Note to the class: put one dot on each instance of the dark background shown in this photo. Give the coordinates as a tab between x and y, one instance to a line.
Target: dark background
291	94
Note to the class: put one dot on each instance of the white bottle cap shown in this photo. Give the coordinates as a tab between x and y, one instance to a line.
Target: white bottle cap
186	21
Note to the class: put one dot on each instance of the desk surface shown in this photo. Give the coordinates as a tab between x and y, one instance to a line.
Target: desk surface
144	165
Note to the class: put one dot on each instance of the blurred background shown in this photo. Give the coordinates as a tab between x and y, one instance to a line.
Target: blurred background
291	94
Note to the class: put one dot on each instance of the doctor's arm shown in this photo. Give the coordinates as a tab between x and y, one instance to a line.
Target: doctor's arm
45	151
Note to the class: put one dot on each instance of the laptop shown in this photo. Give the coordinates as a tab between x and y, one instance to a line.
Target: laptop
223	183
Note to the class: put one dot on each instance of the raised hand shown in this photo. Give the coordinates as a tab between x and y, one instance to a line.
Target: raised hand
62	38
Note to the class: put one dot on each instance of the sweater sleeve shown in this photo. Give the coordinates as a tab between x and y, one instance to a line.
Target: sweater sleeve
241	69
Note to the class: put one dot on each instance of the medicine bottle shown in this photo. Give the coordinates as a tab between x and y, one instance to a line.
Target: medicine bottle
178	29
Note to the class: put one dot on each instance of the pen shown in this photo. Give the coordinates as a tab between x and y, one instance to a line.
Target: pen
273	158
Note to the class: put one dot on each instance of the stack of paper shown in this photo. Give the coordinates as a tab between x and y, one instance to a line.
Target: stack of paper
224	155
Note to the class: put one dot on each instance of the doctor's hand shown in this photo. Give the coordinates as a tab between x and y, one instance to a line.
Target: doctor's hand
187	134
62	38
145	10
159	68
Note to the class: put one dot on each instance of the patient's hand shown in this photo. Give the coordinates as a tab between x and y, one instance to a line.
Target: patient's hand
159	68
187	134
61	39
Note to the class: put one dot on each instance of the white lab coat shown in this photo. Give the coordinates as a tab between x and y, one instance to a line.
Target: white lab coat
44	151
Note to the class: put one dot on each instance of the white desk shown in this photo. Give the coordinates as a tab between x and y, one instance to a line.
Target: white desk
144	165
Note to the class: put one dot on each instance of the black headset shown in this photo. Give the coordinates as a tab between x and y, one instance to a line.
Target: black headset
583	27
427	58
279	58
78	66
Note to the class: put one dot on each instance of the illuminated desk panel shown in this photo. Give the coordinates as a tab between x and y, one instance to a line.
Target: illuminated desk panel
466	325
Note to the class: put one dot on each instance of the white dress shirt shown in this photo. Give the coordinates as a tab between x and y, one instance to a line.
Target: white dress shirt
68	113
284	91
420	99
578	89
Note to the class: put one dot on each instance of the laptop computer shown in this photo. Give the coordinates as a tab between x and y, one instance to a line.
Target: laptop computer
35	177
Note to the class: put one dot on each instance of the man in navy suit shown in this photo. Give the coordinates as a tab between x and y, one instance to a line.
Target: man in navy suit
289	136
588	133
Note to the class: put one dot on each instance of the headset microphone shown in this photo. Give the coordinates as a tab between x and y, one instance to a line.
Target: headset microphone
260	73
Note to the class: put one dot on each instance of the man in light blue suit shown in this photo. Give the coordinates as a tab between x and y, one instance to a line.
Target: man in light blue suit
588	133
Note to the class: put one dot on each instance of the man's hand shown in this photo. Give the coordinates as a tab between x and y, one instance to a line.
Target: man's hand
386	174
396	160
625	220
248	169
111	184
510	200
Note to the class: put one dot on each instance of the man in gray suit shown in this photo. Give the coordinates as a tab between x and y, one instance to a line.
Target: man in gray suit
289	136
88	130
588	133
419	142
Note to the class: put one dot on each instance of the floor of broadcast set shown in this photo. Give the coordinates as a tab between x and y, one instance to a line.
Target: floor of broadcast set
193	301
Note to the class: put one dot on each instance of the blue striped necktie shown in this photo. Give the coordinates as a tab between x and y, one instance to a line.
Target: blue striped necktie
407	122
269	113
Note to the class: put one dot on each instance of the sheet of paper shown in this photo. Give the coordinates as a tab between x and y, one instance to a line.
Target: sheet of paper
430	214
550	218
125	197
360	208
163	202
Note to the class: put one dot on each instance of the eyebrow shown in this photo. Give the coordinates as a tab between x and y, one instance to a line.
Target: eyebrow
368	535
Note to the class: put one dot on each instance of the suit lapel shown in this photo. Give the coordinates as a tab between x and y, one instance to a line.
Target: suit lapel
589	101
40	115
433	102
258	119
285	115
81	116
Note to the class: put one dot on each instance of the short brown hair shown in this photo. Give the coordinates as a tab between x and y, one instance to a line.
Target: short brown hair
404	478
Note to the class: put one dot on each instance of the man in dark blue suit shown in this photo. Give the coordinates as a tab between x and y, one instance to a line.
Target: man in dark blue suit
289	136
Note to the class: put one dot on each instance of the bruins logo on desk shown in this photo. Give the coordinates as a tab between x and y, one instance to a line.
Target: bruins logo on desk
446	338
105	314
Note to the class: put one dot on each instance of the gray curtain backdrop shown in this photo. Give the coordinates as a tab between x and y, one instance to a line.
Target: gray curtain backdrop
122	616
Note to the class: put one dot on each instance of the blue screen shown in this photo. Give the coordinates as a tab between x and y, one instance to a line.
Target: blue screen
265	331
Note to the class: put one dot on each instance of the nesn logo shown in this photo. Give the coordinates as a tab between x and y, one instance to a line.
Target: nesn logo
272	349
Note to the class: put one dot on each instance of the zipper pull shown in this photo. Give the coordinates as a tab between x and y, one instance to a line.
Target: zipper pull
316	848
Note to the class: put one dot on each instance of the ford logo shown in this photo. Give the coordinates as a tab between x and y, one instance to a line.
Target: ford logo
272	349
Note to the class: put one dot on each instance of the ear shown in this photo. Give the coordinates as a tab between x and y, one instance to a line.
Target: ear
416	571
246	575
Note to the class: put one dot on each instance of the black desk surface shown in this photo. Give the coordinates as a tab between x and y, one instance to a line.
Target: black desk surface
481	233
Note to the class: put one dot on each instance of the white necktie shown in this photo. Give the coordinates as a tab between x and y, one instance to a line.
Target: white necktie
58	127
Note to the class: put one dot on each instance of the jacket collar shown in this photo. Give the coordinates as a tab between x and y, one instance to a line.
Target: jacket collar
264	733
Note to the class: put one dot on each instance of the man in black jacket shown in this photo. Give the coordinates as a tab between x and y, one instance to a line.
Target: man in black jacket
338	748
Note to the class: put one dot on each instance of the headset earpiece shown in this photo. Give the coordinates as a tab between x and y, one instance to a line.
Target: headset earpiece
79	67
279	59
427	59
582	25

━━━━━━━━━━━━━━━━

→ **TASK REQUIREMENTS**: Beginning at the line that holds "the black desk", copy every line through the end of the entries exactly as given, and only those lines.

→ **WRITTEN RESPONSE**:
Note to the class: put one dot on each instance of the black desk surface shown in this photo. Give the coordinates as a tab between x and y, one instance to a line.
Target: black desk surface
481	233
Note to the class: put one dot on each instance of the white necktie shown in this photo. Give the coordinates as a tab between x and y, one instance to a line.
Target: white necktie
58	127
Note to the class: put one dot on each instance of the jacket collar shown in this photo. Give the coordinates as a tab between x and y, one instance to a line.
Target: jacket collar
264	733
Note to the class: put one dot on each instance of the man in black jacket shown in this photo. Give the coordinates as a tab between x and y, one instance to a line.
Target: man in black jacket
338	748
Note to the class: put one dot on each instance of the headset earpiece shown in this photo. Give the coordinates as a tab between x and y, one instance to a line.
Target: headset earpiece
79	67
279	59
427	59
582	25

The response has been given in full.